### STATED GOAL
Show each line of the listing below that contains the string "metal", copied in full. Case counts.

### PROVIDED MATERIAL
+ + + + + + +
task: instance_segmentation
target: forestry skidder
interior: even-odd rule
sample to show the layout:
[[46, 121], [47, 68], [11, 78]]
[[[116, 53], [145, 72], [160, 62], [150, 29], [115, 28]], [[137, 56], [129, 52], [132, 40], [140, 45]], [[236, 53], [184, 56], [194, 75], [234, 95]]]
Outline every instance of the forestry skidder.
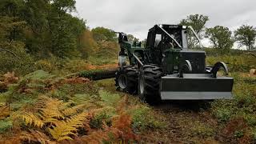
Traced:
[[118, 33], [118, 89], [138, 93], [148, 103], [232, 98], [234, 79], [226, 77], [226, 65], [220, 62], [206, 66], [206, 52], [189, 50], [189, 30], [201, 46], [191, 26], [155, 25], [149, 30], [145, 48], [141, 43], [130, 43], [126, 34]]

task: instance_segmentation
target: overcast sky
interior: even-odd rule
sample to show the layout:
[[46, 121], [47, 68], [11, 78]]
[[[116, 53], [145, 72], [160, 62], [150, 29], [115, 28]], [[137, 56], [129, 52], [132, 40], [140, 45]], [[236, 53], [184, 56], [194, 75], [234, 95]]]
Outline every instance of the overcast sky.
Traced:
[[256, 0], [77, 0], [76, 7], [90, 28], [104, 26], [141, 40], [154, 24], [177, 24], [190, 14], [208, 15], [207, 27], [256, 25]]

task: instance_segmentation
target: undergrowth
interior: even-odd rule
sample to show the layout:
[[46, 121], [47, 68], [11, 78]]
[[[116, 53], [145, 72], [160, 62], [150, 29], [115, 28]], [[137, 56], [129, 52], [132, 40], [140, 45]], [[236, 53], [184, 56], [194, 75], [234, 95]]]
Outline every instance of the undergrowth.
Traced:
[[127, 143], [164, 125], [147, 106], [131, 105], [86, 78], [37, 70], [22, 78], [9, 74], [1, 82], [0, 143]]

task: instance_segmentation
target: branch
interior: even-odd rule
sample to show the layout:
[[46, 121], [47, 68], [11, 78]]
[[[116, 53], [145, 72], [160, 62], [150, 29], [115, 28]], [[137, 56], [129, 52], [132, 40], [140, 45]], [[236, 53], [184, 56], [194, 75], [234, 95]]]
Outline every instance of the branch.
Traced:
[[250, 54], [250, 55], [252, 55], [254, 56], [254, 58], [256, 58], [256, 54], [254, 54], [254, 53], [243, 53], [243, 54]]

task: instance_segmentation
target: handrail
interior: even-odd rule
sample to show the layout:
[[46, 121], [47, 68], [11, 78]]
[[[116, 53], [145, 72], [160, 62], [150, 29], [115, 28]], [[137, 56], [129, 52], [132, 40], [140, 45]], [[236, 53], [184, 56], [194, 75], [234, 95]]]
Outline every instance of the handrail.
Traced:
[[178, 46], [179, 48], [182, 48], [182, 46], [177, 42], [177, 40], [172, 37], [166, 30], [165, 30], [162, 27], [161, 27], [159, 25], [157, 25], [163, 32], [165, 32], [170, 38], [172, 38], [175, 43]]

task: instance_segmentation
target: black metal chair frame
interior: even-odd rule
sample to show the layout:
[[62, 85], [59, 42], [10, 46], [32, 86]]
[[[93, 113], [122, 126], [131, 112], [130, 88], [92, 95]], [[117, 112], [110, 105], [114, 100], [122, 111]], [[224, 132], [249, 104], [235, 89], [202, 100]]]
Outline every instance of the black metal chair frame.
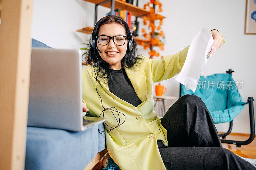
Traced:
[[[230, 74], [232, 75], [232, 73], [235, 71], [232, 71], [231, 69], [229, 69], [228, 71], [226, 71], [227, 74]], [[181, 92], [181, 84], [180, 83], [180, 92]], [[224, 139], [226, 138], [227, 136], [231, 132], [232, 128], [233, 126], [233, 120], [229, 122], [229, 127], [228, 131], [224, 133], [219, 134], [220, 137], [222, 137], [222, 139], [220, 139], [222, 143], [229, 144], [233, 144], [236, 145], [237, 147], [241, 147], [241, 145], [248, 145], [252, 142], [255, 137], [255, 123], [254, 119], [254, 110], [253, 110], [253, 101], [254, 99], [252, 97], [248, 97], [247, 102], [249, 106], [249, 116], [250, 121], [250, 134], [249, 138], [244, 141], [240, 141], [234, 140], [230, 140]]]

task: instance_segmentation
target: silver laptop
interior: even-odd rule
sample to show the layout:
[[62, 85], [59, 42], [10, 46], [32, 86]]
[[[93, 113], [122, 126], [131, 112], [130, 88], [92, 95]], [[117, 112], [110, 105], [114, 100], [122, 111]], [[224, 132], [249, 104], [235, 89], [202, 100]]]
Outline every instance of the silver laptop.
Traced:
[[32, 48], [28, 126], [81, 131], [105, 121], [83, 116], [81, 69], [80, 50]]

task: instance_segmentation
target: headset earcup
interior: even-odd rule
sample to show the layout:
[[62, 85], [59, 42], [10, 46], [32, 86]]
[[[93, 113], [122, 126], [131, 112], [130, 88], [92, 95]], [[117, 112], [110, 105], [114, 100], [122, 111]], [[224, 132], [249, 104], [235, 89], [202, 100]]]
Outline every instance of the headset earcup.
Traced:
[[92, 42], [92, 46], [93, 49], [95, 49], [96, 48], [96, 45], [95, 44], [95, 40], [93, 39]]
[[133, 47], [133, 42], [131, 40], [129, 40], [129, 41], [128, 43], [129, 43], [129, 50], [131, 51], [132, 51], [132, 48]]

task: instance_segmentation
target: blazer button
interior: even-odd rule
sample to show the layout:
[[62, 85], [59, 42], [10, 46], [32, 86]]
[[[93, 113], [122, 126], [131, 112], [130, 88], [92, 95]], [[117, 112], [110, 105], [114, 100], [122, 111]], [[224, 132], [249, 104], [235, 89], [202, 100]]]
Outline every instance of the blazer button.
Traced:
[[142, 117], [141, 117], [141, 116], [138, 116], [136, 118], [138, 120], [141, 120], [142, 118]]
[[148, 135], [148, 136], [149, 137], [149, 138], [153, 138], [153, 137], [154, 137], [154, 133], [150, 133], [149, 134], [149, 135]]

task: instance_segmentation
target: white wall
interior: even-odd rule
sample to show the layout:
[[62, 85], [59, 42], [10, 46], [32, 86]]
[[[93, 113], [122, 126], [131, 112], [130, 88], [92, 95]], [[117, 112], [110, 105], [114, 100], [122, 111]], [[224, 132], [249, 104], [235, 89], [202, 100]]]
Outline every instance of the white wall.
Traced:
+ + + + + + +
### RESULT
target: black metal chair frame
Outline every instance of the black metal chair frame.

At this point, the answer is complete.